Set exercise => Give all of the lines again exactly as they read.

Record excerpts =>
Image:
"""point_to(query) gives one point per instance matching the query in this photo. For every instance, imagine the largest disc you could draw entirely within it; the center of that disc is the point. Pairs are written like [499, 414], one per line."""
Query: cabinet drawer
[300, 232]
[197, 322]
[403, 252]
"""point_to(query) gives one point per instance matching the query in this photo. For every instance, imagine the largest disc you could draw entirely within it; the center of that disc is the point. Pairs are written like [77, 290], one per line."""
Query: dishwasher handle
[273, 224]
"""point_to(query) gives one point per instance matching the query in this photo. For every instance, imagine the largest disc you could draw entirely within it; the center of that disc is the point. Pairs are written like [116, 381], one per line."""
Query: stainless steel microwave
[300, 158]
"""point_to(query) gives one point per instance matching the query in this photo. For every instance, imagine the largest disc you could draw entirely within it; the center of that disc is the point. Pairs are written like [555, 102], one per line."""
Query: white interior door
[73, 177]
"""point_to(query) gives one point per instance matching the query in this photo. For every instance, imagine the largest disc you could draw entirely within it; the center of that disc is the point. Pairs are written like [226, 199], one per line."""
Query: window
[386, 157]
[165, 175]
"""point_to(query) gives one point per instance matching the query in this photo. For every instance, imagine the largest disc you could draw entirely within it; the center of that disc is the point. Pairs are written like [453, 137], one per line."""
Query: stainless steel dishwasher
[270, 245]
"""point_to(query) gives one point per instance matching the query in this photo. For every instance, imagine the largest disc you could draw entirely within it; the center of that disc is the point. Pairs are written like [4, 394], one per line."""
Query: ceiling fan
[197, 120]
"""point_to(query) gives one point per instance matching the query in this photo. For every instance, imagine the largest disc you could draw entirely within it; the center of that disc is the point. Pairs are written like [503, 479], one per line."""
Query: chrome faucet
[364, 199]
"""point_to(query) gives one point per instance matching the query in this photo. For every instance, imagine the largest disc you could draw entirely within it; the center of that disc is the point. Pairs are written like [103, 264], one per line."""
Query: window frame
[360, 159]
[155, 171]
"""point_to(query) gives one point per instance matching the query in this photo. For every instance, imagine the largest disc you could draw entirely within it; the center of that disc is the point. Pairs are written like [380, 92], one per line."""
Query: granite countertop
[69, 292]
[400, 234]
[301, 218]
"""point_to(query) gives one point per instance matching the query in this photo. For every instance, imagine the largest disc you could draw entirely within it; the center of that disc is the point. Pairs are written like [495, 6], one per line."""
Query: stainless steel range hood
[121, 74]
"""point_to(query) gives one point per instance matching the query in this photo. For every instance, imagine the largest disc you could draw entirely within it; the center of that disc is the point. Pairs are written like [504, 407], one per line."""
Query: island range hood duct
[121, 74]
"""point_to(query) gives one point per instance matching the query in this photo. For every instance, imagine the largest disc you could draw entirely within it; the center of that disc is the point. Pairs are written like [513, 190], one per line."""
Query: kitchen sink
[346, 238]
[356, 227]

Exercise solution =>
Image:
"""point_to(query) gives one point per instance matching the query in this photo. For every instance, imagine the largest disc you could draw entirely within it; the center of that disc is the point. Pairs are written like [499, 414], one per line."""
Query: cabinet drawer
[300, 232]
[197, 322]
[403, 252]
"""point_to(query) gives one point per instance matching the query in this photo. For every instance, imagine the largest disc you could draw entirely within it; the center of that disc is the point. Pairs are written like [77, 290], one per line."""
Query: dishwasher handle
[273, 224]
"""point_to(query) gives one point per instance matching the query in this photo. For every instance, imagine the largest disc you could draw entirely within it; the center of that disc is the point. Pairs are written like [116, 381], one per line."""
Query: stainless steel microwave
[300, 158]
"""point_to(query) gives one point per instance matching the query in this photo. For every instance, imagine the largest disc you could draw entirely within it; the center of that disc is the point. Pairs are written like [555, 102], one per line."""
Query: white interior door
[73, 177]
"""point_to(query) gives one point per instance matching the query in this photo. For every instance, imagine the largest disc you could draw entirely within it; the center of that disc is the point. Pairs are written like [226, 199], one per line."""
Query: window
[386, 157]
[165, 175]
"""point_to(query) gives one point per instance matching the query in this photo. For every instance, imagine the largest disc you could draw entirely within it; the center of that disc is the point. Pairs are written like [453, 137], one per line."""
Query: stainless steel dishwasher
[270, 245]
"""point_to(query) gives one point per instance matching the query in this photo. For every instance, imagine the largest disc you could draw entirely within it; the center of that disc is the point. Pairs are written like [4, 394], one per line."""
Query: ceiling fan
[197, 120]
"""point_to(query) gives one point per instance matching the query in this photo. For every instance, imagine the largest disc you could draw entirely within it; the center of that disc is the point. Pairs are written like [503, 479], one per line."""
Query: chrome faucet
[364, 199]
"""point_to(query) gives one point per instance matching the query in this photo. For every instance, imagine the largest disc you could draw entirely within it; the center of that disc is the point. Pairs are written like [103, 264], one per line."""
Query: window frame
[360, 159]
[155, 171]
"""point_to(query) gives one point per instance matching the query in this photo. For every instance, imagine the largest disc you could draw entirely within it; the center of that disc is the point. Pairs are written like [380, 92], one per line."""
Query: granite countertop
[69, 292]
[400, 234]
[301, 218]
"""point_to(query) gives one point per instance matching the query in this photo. For every instance, imagine the largest disc you could draw entirely within it; the center of that disc is the point. Pairs are written like [495, 6], one per line."""
Query: stainless steel range hood
[121, 74]
"""point_to(query) gives one point per instance matching the query in this photo. For every instance, imagine the largest disc you could draw entirely within it; the center of that disc is the point. Pairs are written like [504, 407], one per line."""
Query: island range hood duct
[121, 74]
"""point_to(query) gives one point per instance matching the query in this photo. For every instance, imagine the largest disc you could draw entirely within it; the center of that disc is the point. Pairs are written like [513, 190], one per line."""
Query: kitchen sink
[346, 238]
[356, 227]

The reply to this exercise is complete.